*WHAT YOU WILL DO*.
Your task is to transcribe the records exactly, skipping every image.

*DATA SUPPLIED*.
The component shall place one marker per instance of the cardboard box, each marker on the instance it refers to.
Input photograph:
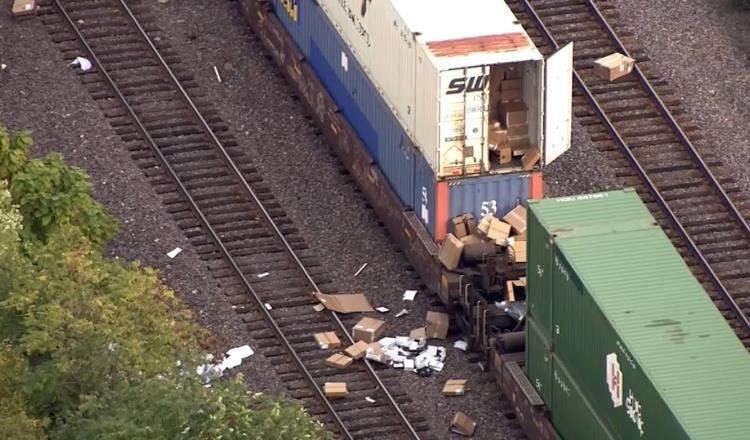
(339, 361)
(375, 353)
(418, 333)
(504, 155)
(511, 84)
(463, 224)
(454, 387)
(513, 113)
(517, 252)
(327, 340)
(357, 351)
(335, 389)
(368, 330)
(511, 95)
(516, 130)
(518, 141)
(24, 7)
(530, 159)
(613, 66)
(498, 231)
(450, 252)
(437, 325)
(497, 138)
(517, 219)
(347, 303)
(463, 424)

*ANSWER*.
The component shall place one marker per instance of the cardboard box, each marker on the instance it refers to.
Input photograph:
(339, 361)
(375, 353)
(418, 333)
(504, 155)
(511, 84)
(463, 224)
(454, 387)
(513, 113)
(517, 252)
(327, 340)
(357, 351)
(335, 389)
(368, 330)
(511, 95)
(516, 130)
(518, 141)
(24, 7)
(530, 159)
(613, 66)
(498, 231)
(450, 252)
(437, 325)
(497, 138)
(517, 219)
(347, 303)
(463, 424)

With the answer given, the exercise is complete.